====== DATA

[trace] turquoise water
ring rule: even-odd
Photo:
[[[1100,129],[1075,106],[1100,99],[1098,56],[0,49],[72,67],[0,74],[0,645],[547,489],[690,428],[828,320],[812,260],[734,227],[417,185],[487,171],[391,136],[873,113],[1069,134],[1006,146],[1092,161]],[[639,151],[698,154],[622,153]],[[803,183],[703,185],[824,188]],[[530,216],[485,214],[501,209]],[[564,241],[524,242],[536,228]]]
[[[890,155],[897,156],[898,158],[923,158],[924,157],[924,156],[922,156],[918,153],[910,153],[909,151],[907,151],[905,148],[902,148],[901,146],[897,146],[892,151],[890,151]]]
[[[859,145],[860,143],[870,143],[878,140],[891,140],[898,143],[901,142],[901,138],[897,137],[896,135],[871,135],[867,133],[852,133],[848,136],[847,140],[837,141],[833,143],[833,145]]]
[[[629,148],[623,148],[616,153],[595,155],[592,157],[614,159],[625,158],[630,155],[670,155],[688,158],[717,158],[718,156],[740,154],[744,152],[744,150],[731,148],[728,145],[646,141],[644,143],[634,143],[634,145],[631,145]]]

============

PROBLEM: Take the material above and transcribe all of it exactly.

SOLVED EXERCISE:
[trace] turquoise water
ring rule: even-odd
Photo:
[[[1100,129],[1075,106],[1100,99],[1098,56],[0,49],[72,67],[0,74],[0,645],[547,489],[690,428],[828,320],[812,260],[734,227],[417,185],[487,171],[391,136],[873,113],[1069,134],[1006,146],[1092,161]],[[639,151],[698,154],[622,153]],[[803,183],[703,185],[824,188]],[[530,216],[485,214],[501,209]],[[564,241],[524,242],[536,228]]]
[[[890,155],[897,156],[898,158],[923,158],[924,157],[924,156],[922,156],[918,153],[910,153],[909,151],[907,151],[905,148],[902,148],[901,146],[897,146],[892,151],[890,151]]]
[[[859,145],[860,143],[870,143],[878,140],[891,140],[898,143],[901,142],[901,138],[897,137],[896,135],[871,135],[867,133],[852,133],[848,136],[847,140],[837,141],[833,143],[833,145]]]
[[[629,148],[623,148],[616,153],[595,155],[592,157],[614,159],[625,158],[630,155],[670,155],[688,158],[717,158],[718,156],[740,154],[744,152],[744,150],[731,148],[728,145],[646,141],[644,143],[634,143],[634,145],[631,145]]]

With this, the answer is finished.